◆ WORK INSTRUCTIONS
Among the entries that follow, count the lines that contain the word "brain" and say how many there are, writing nothing else.

◆ INPUT
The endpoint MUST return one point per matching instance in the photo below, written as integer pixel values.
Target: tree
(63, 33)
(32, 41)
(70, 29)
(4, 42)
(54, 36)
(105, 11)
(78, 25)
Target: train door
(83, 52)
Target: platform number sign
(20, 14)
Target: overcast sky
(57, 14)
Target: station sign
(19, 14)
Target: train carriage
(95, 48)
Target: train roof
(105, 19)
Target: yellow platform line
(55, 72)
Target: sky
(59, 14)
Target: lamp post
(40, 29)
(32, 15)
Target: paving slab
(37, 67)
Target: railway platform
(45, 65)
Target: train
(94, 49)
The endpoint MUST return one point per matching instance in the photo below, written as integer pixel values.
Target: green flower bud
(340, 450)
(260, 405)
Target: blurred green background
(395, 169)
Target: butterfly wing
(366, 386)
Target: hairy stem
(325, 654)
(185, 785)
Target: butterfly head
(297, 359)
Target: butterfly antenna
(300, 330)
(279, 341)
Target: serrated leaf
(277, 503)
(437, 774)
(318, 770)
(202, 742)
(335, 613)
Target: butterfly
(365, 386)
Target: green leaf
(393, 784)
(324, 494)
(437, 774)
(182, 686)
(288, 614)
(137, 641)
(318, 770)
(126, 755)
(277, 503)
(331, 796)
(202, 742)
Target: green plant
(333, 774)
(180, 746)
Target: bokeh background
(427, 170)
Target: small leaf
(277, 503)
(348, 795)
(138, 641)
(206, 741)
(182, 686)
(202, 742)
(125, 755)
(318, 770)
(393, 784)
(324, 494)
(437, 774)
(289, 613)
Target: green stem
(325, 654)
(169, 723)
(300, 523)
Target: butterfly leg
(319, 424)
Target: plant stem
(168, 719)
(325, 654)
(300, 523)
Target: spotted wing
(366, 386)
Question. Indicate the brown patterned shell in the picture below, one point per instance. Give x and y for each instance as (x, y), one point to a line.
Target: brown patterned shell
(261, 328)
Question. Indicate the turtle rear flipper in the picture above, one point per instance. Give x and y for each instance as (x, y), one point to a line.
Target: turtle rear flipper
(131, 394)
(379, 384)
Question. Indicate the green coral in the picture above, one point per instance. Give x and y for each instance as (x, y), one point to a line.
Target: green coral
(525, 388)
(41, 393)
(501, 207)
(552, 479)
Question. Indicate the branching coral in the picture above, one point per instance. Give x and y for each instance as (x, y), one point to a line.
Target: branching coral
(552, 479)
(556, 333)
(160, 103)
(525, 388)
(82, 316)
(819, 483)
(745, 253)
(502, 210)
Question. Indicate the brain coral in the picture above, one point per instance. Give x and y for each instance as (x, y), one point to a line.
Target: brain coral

◆ TASK SOLUTION
2